REQUIREMENT 1:
Please answer these questions about the passage on the Bruner Presumption:
(a) On what date was the passage last updated?
(b) What must an individual persuade the Agency to do in order to obtain the Bruner Presumption?
(c) To whom does the "burden of production" shift under the presumption?
REQUIREMENT 2: Carry on the passage on the Bruner Presumption with a few sentences after its last line.

EXERCISE PASSAGE:
Federal Disability Retirement: Getting the Bruner Presumption

Last Updated on May 16, 2008

If an individual is successful in persuading the Agency to remove him or her for his/her medical inability to perform the job, then the entitlement to what is coined as the “Bruner Presumption” is obtained. This is a great advantage, but one which is often misunderstood.

Remember that, under Bruner v. Office of Personnel Management, 996 F.2d 290 (Fed. Cir. 1993), when an individual is accorded the Bruner Presumption because of being removed for one’s medical inability to perform one’s job, this merely means that the “burden of production” shifts to the Office of Personnel Management, who must disprove your entitlement to disability retirement. However, the initial burden of proving by a preponderance of the evidence must still be met: i.e., one must still submit sufficient medical evidence to show that one was or is unable to perform the essential elements of one’s job.

[Image-grounded pointing data]

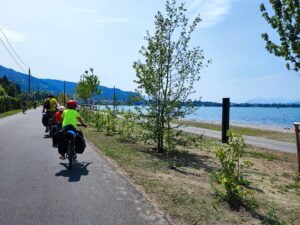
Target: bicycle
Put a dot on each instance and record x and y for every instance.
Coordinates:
(71, 154)
(70, 135)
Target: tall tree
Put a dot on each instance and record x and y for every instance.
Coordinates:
(88, 86)
(168, 72)
(286, 21)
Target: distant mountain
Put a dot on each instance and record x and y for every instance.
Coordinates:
(57, 86)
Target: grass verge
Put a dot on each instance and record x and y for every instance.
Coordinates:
(269, 134)
(185, 192)
(9, 113)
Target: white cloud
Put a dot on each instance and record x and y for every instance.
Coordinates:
(113, 20)
(211, 12)
(12, 36)
(82, 10)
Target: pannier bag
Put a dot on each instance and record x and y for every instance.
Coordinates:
(63, 143)
(45, 119)
(57, 137)
(79, 143)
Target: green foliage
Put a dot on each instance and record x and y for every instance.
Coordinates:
(230, 176)
(272, 218)
(88, 86)
(9, 103)
(9, 88)
(127, 126)
(168, 72)
(286, 22)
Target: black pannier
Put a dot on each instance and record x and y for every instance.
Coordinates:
(79, 143)
(57, 137)
(45, 119)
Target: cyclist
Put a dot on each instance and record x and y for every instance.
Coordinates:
(50, 106)
(69, 121)
(24, 106)
(57, 116)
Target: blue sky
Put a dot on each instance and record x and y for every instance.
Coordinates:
(60, 39)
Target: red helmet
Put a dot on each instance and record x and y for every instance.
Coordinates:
(72, 104)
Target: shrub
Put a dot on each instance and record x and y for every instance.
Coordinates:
(230, 176)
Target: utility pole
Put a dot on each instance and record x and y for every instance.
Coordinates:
(64, 93)
(38, 92)
(29, 84)
(114, 99)
(225, 119)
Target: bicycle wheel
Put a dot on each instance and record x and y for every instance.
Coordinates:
(70, 155)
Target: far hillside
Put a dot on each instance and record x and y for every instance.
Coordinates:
(56, 86)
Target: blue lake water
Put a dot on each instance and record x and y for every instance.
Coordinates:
(257, 116)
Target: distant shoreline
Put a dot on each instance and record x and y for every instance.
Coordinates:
(260, 127)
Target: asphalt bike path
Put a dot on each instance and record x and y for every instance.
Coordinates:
(37, 189)
(250, 140)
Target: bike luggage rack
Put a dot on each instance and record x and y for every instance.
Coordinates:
(297, 131)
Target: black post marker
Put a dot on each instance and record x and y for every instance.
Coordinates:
(225, 119)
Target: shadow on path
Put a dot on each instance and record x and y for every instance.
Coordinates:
(79, 169)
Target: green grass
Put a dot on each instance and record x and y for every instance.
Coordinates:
(274, 135)
(9, 113)
(185, 192)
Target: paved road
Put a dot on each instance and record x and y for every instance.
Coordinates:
(37, 189)
(250, 140)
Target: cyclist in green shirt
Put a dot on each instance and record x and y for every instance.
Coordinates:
(71, 115)
(69, 119)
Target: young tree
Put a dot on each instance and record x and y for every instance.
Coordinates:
(88, 86)
(286, 21)
(168, 73)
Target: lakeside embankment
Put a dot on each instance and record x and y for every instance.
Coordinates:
(274, 133)
(276, 119)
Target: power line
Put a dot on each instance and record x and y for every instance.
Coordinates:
(13, 48)
(12, 55)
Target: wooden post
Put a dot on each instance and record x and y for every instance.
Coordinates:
(64, 93)
(297, 131)
(114, 99)
(29, 85)
(225, 119)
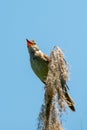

ANSWER SECTION 1:
(a) May 16, 2008.
(b) Remove him or her for his/her medical inability to perform the job.
(c) The Office of Personnel Management.

ANSWER SECTION 2:
This point should be obvious: for the Agency itself would never have separated an individual unless there was medical evidence to show that the individual could no longer perform the job. Thus, the very medical evidence which supported and justified the Agency’s action, is the same medical evidence which can be used to meet the initial burden of proof with OPM. The key is that, after this burden is met, then OPM has the harder burden of disproving that which the applicant has met. This is the great advantage of the Bruner Presumption.